■ **WHAT YOU ARE ASKED TO DO**
Return, word for word, only the lines of the entries below that run from the line containing "of the dense" through the last line of the entries, both ends included.

════════════════════

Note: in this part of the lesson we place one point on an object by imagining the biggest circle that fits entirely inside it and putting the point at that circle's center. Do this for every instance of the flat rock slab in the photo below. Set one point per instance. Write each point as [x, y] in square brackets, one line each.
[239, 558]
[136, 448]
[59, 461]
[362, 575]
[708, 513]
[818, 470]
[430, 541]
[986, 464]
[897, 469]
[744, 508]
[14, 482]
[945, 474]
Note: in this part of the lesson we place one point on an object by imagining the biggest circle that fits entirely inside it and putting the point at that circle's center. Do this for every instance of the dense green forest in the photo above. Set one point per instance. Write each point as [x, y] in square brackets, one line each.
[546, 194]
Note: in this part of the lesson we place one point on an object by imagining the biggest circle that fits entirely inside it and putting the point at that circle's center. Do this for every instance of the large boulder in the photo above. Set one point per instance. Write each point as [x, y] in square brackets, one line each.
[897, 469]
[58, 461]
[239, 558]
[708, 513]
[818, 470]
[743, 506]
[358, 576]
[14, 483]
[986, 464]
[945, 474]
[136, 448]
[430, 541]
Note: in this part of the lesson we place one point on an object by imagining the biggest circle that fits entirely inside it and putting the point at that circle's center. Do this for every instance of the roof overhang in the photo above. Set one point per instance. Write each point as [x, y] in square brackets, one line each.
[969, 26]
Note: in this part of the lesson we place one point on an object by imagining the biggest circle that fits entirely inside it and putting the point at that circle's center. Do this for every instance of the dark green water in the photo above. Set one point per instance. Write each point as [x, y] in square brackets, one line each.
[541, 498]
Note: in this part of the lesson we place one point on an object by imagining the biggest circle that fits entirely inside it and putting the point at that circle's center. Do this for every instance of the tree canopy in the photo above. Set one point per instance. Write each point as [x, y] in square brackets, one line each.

════════════════════

■ **EXERCISE ANSWER**
Note: in this part of the lesson we place one point on an object by imagining the biggest circle that fits entirely inside it and putting the point at that circle's center. Do this for every instance of the dense green forest in the photo above. Set one point per instance. Write each point as [x, y] in square brackets, one line each.
[546, 194]
Note: in this part of the lesson we place one point on an object by imagining the biggest circle that fits entirely inside it and putting the point at that circle's center. Do this for every instance of the large boulder in the photo above. Set one point per instance. Write each point as [x, y] in square brackets, one line each.
[897, 469]
[58, 461]
[239, 558]
[708, 513]
[818, 470]
[743, 506]
[358, 576]
[14, 483]
[986, 464]
[945, 474]
[136, 448]
[430, 541]
Note: in this part of the lesson we place one point on an object by imagining the biggest circle that fits entirely inside it and putting the point at that circle's center. Do this for every instance of the roof overhang in the photo above. Set one point per instance. Write each point as [x, y] in square brackets, one line each.
[969, 26]
Note: in this part of the lesson we place one point on an object by imagining the biggest circle that fits entirely inside it and putting the point at that circle's center. Do this for every instance of the dark green water in the photo above. Set one point per instance. Write each point as [x, y] in square brackets, one line each.
[541, 498]
Note: in this part of the lesson we place one point on an object by imagining the biggest circle that fits entirely inside it and putting the point at that circle's center. Do this for every instance of the tree canopy in the photo above. Set one point per instance. Write each point as [x, y] in square brackets, one line each.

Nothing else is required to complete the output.